(Data excerpts)
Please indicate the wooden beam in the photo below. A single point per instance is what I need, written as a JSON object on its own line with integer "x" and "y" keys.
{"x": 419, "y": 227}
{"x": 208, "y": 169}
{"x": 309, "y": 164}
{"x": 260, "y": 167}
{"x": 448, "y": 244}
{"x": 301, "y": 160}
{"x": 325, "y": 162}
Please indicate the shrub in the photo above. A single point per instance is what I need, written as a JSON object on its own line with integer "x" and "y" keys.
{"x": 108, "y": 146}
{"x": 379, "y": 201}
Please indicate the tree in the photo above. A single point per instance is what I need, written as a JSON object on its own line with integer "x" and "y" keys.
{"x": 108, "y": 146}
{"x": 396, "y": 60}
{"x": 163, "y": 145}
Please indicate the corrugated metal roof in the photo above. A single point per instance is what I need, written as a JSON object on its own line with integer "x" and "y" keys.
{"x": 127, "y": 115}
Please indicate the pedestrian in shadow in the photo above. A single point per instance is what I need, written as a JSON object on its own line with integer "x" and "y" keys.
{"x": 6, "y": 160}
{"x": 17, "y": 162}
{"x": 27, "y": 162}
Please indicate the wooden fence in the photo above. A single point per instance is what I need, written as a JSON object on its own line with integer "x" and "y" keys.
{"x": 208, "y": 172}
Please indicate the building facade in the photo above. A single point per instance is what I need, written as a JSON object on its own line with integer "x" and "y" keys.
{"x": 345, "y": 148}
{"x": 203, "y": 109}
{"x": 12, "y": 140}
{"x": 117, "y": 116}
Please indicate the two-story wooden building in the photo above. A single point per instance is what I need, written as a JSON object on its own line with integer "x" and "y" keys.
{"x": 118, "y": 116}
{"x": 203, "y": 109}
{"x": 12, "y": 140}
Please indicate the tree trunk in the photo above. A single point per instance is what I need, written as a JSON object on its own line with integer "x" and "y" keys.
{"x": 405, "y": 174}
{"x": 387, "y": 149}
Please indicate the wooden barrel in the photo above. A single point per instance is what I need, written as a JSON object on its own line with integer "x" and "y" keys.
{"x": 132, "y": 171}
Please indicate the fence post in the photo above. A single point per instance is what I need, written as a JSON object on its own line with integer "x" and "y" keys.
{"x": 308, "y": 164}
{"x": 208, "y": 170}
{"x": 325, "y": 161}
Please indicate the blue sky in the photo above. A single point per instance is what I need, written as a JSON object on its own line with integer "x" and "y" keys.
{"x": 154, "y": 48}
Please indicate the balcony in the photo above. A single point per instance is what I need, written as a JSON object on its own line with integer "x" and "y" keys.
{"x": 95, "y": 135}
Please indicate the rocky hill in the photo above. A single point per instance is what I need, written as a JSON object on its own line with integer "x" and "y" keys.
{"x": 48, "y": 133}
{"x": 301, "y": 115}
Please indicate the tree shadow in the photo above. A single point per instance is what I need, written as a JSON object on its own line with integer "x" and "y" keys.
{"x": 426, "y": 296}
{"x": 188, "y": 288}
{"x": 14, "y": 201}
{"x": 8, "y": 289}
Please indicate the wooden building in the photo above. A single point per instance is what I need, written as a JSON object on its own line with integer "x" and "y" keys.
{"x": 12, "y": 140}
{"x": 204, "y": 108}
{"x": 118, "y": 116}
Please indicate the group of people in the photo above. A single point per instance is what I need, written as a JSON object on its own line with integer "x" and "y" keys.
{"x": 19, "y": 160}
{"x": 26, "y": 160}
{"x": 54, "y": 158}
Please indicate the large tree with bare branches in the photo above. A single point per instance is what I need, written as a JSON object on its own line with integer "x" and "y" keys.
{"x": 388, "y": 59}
(End Data excerpts)
Once you have read the records above, set every one of them down again exactly.

# [Output for this task]
Please indicate the wooden beam in the photo below. A single point per instance is what I need, written as a JSON object on its own line with integer "x" and "y" keys.
{"x": 419, "y": 227}
{"x": 208, "y": 169}
{"x": 309, "y": 164}
{"x": 260, "y": 167}
{"x": 448, "y": 244}
{"x": 301, "y": 160}
{"x": 325, "y": 162}
Please indicate the shrub in the photo above. A single point per instance is what I need, written as a JSON object on its own line with integer "x" and "y" keys.
{"x": 108, "y": 146}
{"x": 379, "y": 201}
Please indicate the tree in the photo above. A single point per instance is what I need, written as a JSON object on its own line with integer "x" and "y" keys.
{"x": 108, "y": 146}
{"x": 396, "y": 60}
{"x": 163, "y": 145}
Please indicate the corrugated metal roof in the photo above. A single point per instance is what I need, written as a JSON object on its own line with integer "x" and "y" keys.
{"x": 127, "y": 115}
Please indicate the pedestrian in shadow in the photo above. A single point per instance is what I need, written as a JSON object on its own line with integer "x" and "y" keys.
{"x": 6, "y": 160}
{"x": 17, "y": 162}
{"x": 27, "y": 162}
Please indicate the wooden fence in the photo above. A single point per instance is what I need, written as a JSON object on its own line with integer "x" and "y" keys.
{"x": 208, "y": 172}
Please indicate the building facade in the photo above. A single point per instance is what I need, written as a JSON object on its own line with integer "x" and "y" keys.
{"x": 345, "y": 148}
{"x": 203, "y": 109}
{"x": 12, "y": 140}
{"x": 117, "y": 116}
Please indicate the two-story wooden building in the photo above. A single point per instance is what I need, written as a JSON object on its own line with integer "x" and "y" keys.
{"x": 118, "y": 116}
{"x": 203, "y": 109}
{"x": 12, "y": 140}
Please indicate the tree trunk in the photo above. A single point per instance is what I need, written as a JSON object on its own line with integer "x" and "y" keys.
{"x": 405, "y": 174}
{"x": 387, "y": 149}
Please indicate the wooden barrel in the photo above. A single point per instance is what I need, written as a JSON object on its own line with integer "x" and "y" keys.
{"x": 132, "y": 171}
Please indicate the fence post in the photo above. A single point per instance is what I need, written as a JSON object on its own line with integer "x" and "y" keys.
{"x": 308, "y": 164}
{"x": 208, "y": 170}
{"x": 325, "y": 161}
Please indicate the blue sky in the photo above. A single point per instance is what I need, written as a JSON object on its own line with integer "x" and "y" keys.
{"x": 154, "y": 48}
Please indicate the balcony in the photo above. A single point per instance is what I need, written as a JSON object on its own line with integer "x" and "y" keys.
{"x": 95, "y": 135}
Please indicate the rocky hill in the photo above. A single point per instance is what I need, written as a JSON object on its own line with integer "x" and "y" keys.
{"x": 48, "y": 133}
{"x": 301, "y": 115}
Please indicate the tree shadow in the photo above. A single point per instance is what I need, written as a JSON object on its own line with integer "x" and "y" keys.
{"x": 426, "y": 296}
{"x": 188, "y": 288}
{"x": 14, "y": 201}
{"x": 8, "y": 289}
Please indicate the wooden building in the photo above. A single point per instance is what I need, written as a JSON object on its own line with integer "x" and "y" keys.
{"x": 12, "y": 140}
{"x": 204, "y": 108}
{"x": 118, "y": 116}
Please indicate the group of people in the photo above. A single point per instance is what I need, written as a JSON object on its own line with integer "x" and "y" keys.
{"x": 19, "y": 160}
{"x": 26, "y": 160}
{"x": 54, "y": 158}
Please indicate the large tree with bare branches in the photo above. A single point per instance is what I need, written as a JSON object on its own line with integer "x" and "y" keys.
{"x": 388, "y": 59}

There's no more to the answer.